Work to be completed: Copy each of the following records word for word, keeping every line unchanged.

Rows:
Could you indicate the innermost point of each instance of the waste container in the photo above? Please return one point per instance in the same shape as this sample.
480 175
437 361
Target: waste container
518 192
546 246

Solved exercise:
Could you indicate the innermost point of each instance of the waste container in the photo above? Please return one point per instance in the same shape as this sample.
480 175
437 361
Target: waste container
518 192
546 246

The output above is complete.